Quote the full listing word for word.

» **Items listed in a dataset**:
>> Begin

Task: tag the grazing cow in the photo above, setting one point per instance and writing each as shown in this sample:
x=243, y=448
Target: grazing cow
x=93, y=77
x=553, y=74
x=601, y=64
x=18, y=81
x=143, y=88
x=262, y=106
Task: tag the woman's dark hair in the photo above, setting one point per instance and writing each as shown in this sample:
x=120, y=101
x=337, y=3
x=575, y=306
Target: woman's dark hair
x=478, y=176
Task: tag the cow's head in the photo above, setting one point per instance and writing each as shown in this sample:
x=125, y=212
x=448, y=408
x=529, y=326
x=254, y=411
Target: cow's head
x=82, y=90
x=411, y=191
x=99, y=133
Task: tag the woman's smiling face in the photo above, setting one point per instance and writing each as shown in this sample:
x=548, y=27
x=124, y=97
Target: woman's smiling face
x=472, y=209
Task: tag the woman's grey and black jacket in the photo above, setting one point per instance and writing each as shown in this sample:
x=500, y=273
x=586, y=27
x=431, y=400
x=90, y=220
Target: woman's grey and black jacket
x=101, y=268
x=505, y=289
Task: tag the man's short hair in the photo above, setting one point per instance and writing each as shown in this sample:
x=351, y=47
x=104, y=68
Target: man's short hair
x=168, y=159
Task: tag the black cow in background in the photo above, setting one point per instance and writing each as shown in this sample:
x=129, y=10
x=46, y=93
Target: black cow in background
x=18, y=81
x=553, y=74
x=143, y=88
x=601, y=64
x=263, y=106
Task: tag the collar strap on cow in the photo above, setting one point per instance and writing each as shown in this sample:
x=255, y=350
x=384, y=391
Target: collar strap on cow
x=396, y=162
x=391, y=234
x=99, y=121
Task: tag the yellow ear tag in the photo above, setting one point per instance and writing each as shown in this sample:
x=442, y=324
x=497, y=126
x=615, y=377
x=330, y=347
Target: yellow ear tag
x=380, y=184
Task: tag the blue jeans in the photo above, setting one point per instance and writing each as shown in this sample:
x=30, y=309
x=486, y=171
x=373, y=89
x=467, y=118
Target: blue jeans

>> End

» **Written answer**:
Task: tag the grazing cow in the photo above, setting one point per instance and writing each as shown in this sample:
x=243, y=448
Target: grazing cow
x=93, y=77
x=553, y=74
x=601, y=64
x=18, y=81
x=143, y=88
x=262, y=106
Task: tag the woman's dark hair in the photo above, setting one point per instance and writing each as shown in this sample:
x=120, y=101
x=337, y=3
x=575, y=306
Target: woman's dark hair
x=478, y=176
Task: tag the cow's head in the photo above, setting one point per instance and writing each as shown in this sample:
x=125, y=212
x=448, y=408
x=529, y=326
x=254, y=411
Target: cow's head
x=82, y=90
x=411, y=191
x=99, y=133
Task: tag the woman's smiling face in the photo above, setting one point per instance and writing each as shown in this sample:
x=548, y=27
x=124, y=97
Target: woman's smiling face
x=472, y=209
Task: tag the woman's grey and black jacket in the photo above, setting one point per instance and writing each as shown in this sample:
x=500, y=273
x=586, y=27
x=431, y=400
x=90, y=220
Target: woman's grey and black jacket
x=101, y=268
x=505, y=289
Task: tag the man's short hair in the photo above, setting one point per instance and writing each as shown in this sample:
x=351, y=47
x=104, y=68
Target: man's short hair
x=168, y=159
Task: tag the black cow in background in the photo above, setting one point per instance and writing each as shown in this sample:
x=129, y=10
x=46, y=93
Target: black cow in background
x=18, y=81
x=553, y=74
x=143, y=88
x=601, y=64
x=263, y=106
Task: tag the collar strap on cow in the photo above, setting one point per instance and writing each as shown in this sample:
x=255, y=350
x=384, y=391
Target: collar strap on cow
x=396, y=162
x=391, y=234
x=99, y=121
Task: tag the yellow ear tag in the photo above, setting one point per instance and writing each as shown in this sample:
x=442, y=324
x=497, y=126
x=615, y=377
x=330, y=347
Target: yellow ear tag
x=380, y=184
Task: tag the blue jeans in the photo above, setting one point per instance and writing each as shown in this sample:
x=30, y=309
x=486, y=171
x=373, y=89
x=467, y=118
Target: blue jeans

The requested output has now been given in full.